■ ACTIVITY
Although the records contain pictures, repeat only the text of every line exactly.

Entries taken from a collection

--- START ---

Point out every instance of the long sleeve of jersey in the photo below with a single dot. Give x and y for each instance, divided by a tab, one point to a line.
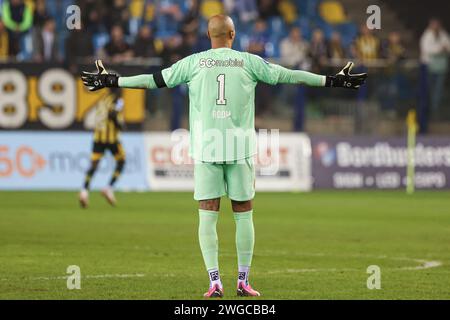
273	74
143	81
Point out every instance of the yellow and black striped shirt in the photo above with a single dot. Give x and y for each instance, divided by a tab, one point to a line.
108	120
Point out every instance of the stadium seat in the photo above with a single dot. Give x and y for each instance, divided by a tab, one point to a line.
288	11
332	12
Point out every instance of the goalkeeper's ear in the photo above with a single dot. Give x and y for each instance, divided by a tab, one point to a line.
100	68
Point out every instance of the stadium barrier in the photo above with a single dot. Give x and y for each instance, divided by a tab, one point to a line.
293	166
33	160
379	163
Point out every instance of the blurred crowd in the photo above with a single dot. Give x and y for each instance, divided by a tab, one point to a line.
300	33
305	34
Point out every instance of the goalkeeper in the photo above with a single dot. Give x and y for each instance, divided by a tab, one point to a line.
221	85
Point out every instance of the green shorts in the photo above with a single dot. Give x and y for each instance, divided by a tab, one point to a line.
214	180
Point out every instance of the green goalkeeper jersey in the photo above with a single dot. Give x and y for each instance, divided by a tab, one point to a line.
222	85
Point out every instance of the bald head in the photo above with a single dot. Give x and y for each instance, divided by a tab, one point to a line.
221	29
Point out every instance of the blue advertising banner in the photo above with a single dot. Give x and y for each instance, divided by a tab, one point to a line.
378	163
59	160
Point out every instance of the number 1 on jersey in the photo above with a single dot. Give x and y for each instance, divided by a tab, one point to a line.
221	94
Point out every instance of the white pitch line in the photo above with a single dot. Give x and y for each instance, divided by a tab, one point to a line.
95	276
424	265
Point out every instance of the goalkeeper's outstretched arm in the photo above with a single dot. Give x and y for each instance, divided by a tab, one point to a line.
274	74
102	79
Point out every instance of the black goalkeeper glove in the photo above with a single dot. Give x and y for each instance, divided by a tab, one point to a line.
346	80
101	79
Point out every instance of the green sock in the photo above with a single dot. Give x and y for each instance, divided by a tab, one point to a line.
207	236
245	237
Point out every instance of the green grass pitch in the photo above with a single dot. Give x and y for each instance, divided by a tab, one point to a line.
308	246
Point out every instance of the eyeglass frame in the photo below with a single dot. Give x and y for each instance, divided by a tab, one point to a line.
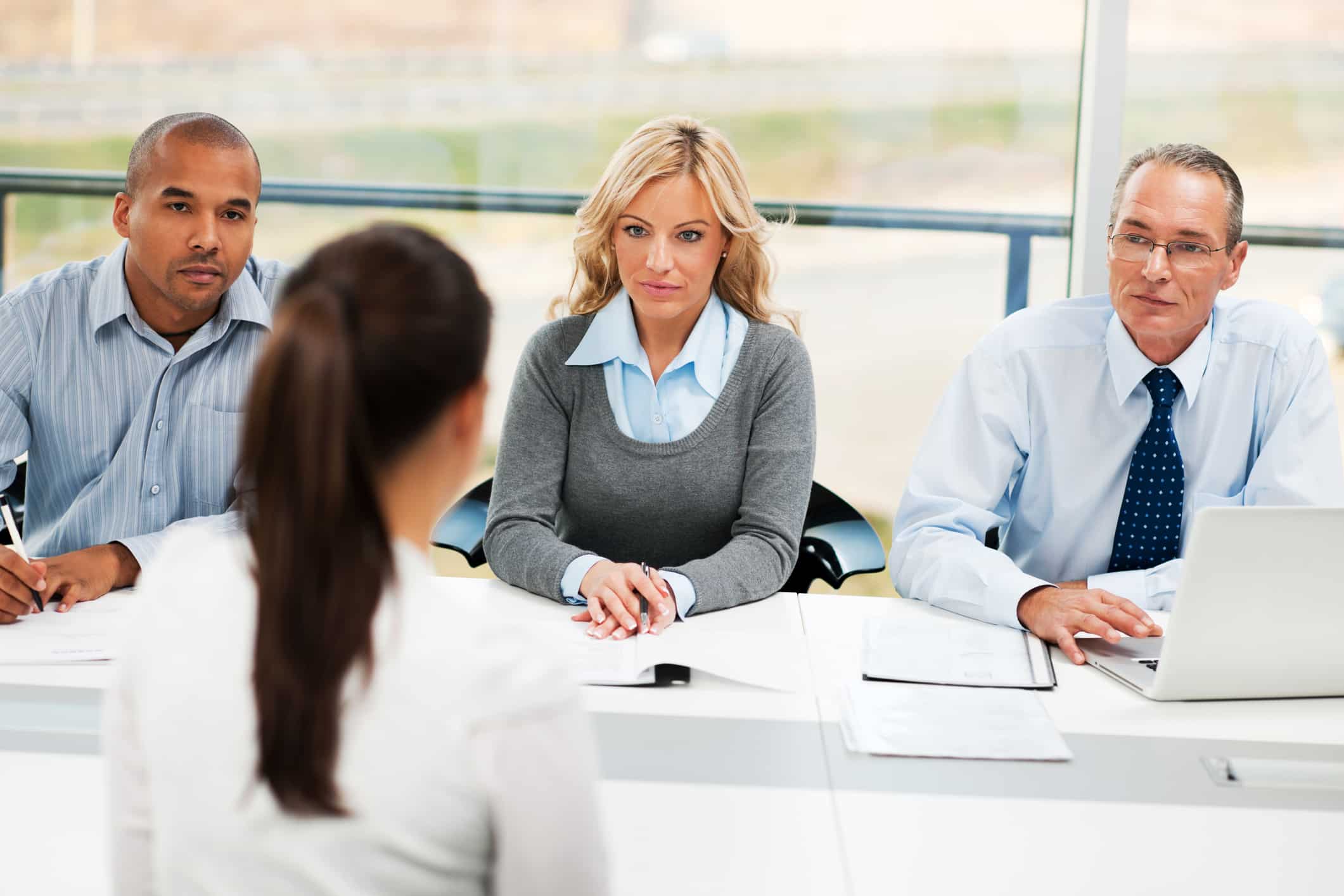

--- END ---

■ OUTPUT OF THE TASK
Point out every instance of the long sleeve of jersey in the photo below with a single dot. Give x and y for each instance, divided by a tab, one point to a line.
273	74
143	81
Point out every instance of the yellow and black striped shirt in the photo above with a single dot. Give x and y for each instance, divided by a tab, one point to a line.
108	120
Point out every instance of the stadium seat in the photo above with a single dot. Give x and y for each instance, divided by a tab, one point to a line.
288	11
332	12
Point out every instance of the goalkeeper's ear in the photo above with a single dot. Give x and y for each instance, divided by a tab, one point to a line.
100	68
Point out every instance of the stadium barrier in the photo above with a single dot. Give x and y for each instance, divided by a tab, one point to a line.
293	166
33	160
379	163
Point out every instance of the blurred crowd in the photo above with a single dot. Give x and y for each instance, divided by a tab, one point to a line.
300	33
305	34
Point out every instance of the goalkeeper in the photo above with a single dot. Give x and y for each instance, divided by a tab, one point to a line.
221	85
Point out every instance of the green shorts in the photo above with a single dot. Give x and y for each instance, divided by a tab, one point to a line.
214	180
Point out every instance of the green goalkeeper jersey in the photo above with a single dot. Give x and y for each instance, divided by a tab, one point to a line.
222	85
Point out every instance of the bald head in the photo above with a single dot. Give x and y for each instance, divided by a tab, one point to a line.
221	29
Point out every instance of the blue advertising banner in the photo above with a single dot. Give x and y for each instance, divided by a tab, one point to a line.
378	163
59	160
Point out every instance of the number 1 on jersey in the photo above with a single dot. Give x and y for each instance, divided by a tab, one point to a line.
221	94
Point out every instance of the white pitch line in the photo above with a single dot. Give x and y for each instance, divided by a tab, one point to a line.
95	276
424	265
Point out every instance of the goalkeeper's outstretched arm in the photo above with a single dot. Give x and y for each instance, divided by a tab, one point to a line.
274	74
102	79
Point out every instance of the black goalkeeper glove in the photo above with a single dot. Give x and y for each instance, divided by a tab, one point to a line.
346	80
101	79
Point out every instance of the green sock in the photo above with a single dot. Give x and y for each instance, divided by a tab, one point to a line.
207	236
245	237
Point out every instance of the green grass pitch in the photo above with a single dot. Give x and y for each instance, divided by a tab, one point to a line.
308	246
Point out every instance of the eyeglass frame in the photo below with a single dot. Give x and y for each instance, divided by a tab, one point to a line.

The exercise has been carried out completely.